[[ Supplied data, beginning ]]
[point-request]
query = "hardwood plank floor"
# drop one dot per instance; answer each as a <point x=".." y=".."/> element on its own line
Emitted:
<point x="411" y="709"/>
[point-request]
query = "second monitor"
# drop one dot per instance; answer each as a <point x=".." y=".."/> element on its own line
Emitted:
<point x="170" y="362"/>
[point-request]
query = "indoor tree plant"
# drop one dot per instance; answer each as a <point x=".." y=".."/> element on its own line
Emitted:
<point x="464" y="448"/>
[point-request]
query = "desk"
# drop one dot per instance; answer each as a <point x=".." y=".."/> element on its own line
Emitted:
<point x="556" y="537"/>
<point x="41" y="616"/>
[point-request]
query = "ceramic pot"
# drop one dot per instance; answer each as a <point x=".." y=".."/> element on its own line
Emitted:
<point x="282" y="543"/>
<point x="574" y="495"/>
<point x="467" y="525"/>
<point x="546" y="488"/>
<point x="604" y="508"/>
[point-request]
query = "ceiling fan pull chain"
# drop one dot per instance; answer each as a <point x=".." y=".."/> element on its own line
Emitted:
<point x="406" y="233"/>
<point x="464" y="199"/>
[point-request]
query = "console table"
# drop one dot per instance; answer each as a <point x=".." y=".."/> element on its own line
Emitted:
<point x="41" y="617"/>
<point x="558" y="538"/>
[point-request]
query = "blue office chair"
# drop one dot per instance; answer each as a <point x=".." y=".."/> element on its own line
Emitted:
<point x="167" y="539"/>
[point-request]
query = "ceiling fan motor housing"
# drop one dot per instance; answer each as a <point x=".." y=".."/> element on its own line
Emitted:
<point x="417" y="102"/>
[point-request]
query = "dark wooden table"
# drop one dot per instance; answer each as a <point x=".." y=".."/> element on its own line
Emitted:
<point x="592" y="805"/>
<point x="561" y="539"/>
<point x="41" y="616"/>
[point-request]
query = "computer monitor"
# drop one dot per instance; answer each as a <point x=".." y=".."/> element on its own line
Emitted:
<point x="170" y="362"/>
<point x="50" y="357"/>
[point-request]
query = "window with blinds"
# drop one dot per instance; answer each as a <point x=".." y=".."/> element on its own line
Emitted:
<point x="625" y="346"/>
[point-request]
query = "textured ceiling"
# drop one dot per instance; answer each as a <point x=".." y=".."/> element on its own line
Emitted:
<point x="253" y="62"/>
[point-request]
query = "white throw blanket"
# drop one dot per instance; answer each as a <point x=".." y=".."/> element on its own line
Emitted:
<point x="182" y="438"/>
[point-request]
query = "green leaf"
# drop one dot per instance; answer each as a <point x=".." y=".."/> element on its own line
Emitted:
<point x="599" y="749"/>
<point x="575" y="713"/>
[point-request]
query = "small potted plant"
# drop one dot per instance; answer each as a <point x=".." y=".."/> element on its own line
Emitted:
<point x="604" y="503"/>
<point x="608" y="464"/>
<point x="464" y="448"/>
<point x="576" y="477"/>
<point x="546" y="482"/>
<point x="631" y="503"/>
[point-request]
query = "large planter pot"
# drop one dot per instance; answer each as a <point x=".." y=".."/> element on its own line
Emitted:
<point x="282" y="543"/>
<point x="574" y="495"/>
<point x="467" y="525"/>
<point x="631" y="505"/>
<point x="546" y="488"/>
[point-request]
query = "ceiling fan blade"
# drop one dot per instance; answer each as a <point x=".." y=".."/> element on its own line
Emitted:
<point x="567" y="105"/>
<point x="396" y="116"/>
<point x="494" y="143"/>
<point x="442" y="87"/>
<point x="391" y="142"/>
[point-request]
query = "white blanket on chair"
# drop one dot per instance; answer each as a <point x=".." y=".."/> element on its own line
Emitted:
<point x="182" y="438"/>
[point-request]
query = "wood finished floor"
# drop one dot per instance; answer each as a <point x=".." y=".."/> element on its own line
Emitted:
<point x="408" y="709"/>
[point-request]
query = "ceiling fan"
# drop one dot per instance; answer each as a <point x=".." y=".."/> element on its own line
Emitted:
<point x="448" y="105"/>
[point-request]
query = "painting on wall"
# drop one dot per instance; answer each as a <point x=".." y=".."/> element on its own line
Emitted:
[[ Supplied data, end ]]
• _Problem to solve_: Transcribe the whole listing with every word preserved.

• _Response below_:
[point-request]
query = "hardwood plank floor"
# drop one dot per instance; answer each as a <point x=".." y=".."/> element on its own line
Emitted:
<point x="411" y="709"/>
[point-request]
query = "second monitor"
# drop one dot per instance; answer each as a <point x=".." y=".."/> element on its own line
Emitted:
<point x="170" y="362"/>
[point-request]
query = "indoor tree plant"
# drop one dot per instance; answer each as a <point x=".." y=".."/> element on its own line
Emitted:
<point x="464" y="448"/>
[point-request]
query = "desk"
# drop one dot per instance; answer each as a <point x=".." y=".."/> element on its own line
Emitted:
<point x="556" y="537"/>
<point x="41" y="616"/>
[point-request]
query = "ceramic pot"
# drop one dot per instance; answer each as a <point x=".." y=".."/> element on its own line
Emitted:
<point x="282" y="543"/>
<point x="574" y="495"/>
<point x="467" y="525"/>
<point x="546" y="488"/>
<point x="604" y="508"/>
[point-request]
query = "ceiling fan pull chain"
# drop one dot per instance; answer each as a <point x=".." y=".."/> element on its own line
Emitted:
<point x="406" y="233"/>
<point x="464" y="199"/>
[point-request]
query = "console table"
# drop one dot per instance; answer each as a <point x=".." y=".."/> element on its own line
Emitted:
<point x="41" y="617"/>
<point x="558" y="538"/>
[point-request]
query = "blue office chair"
# drop one dot per instance; answer each as a <point x=".." y=".."/> element on its own line
Emitted:
<point x="167" y="539"/>
[point-request]
query = "ceiling fan motor housing"
# drop one dot per instance; answer each as a <point x=".." y=".."/> element on its own line
Emitted:
<point x="417" y="102"/>
[point-request]
query = "dark wooden table"
# drop one dot per instance; answer each as a <point x=".." y=".."/> element on its own line
Emitted:
<point x="592" y="805"/>
<point x="561" y="539"/>
<point x="41" y="616"/>
[point-request]
query = "computer monitor"
# drop one dot per instance; answer each as a <point x=".." y=".."/> element on its own line
Emitted:
<point x="170" y="362"/>
<point x="50" y="357"/>
[point-request]
query = "window with blinds"
# drop one dot per instance; answer each as a <point x=".." y=".."/> element on its own line
Emitted:
<point x="625" y="346"/>
[point-request]
query = "textured ceiling"
# drop one dot per instance; answer each as a <point x=".." y=".."/> element on its own line
Emitted:
<point x="253" y="62"/>
[point-request]
query = "white throw blanket"
# drop one dot per instance; answer each as a <point x=".." y=".."/> element on its own line
Emitted:
<point x="182" y="438"/>
[point-request]
query = "green leaf"
# drop one dot per instance; answer each as a <point x=".." y=".."/> element on its own line
Emitted:
<point x="599" y="749"/>
<point x="575" y="713"/>
[point-request]
query = "small potted plant"
# drop one dot per instance; answer each as a <point x=".." y=".."/> element on its own line
Emitted:
<point x="604" y="503"/>
<point x="608" y="464"/>
<point x="464" y="448"/>
<point x="576" y="477"/>
<point x="546" y="482"/>
<point x="631" y="503"/>
[point-request]
query = "large planter pot"
# drop one dot per instance; answer each as a <point x=".." y=".."/> element on its own line
Emitted:
<point x="282" y="543"/>
<point x="574" y="495"/>
<point x="467" y="525"/>
<point x="631" y="505"/>
<point x="546" y="488"/>
[point-request]
query = "ceiling fan blade"
# drop one dot per instance; answer each as a <point x=".." y=".."/> element on its own line
Emitted:
<point x="567" y="105"/>
<point x="396" y="116"/>
<point x="494" y="143"/>
<point x="442" y="87"/>
<point x="391" y="142"/>
[point-request]
query = "white blanket on chair"
# drop one dot per instance; answer each as a <point x=".." y=".."/> element on its own line
Emitted:
<point x="182" y="438"/>
[point-request]
query = "wood finished floor"
# drop one dot per instance; answer each as a <point x=".." y=".."/> element on its own line
Emitted:
<point x="408" y="709"/>
[point-request]
query = "ceiling fan"
# drop one dot per instance; answer each as a <point x=".." y=".."/> element on its own line
Emitted:
<point x="448" y="105"/>
[point-request]
query = "painting on wall"
# drop one dot per instance; answer each as a <point x=".." y=".."/> element on its own line
Emitted:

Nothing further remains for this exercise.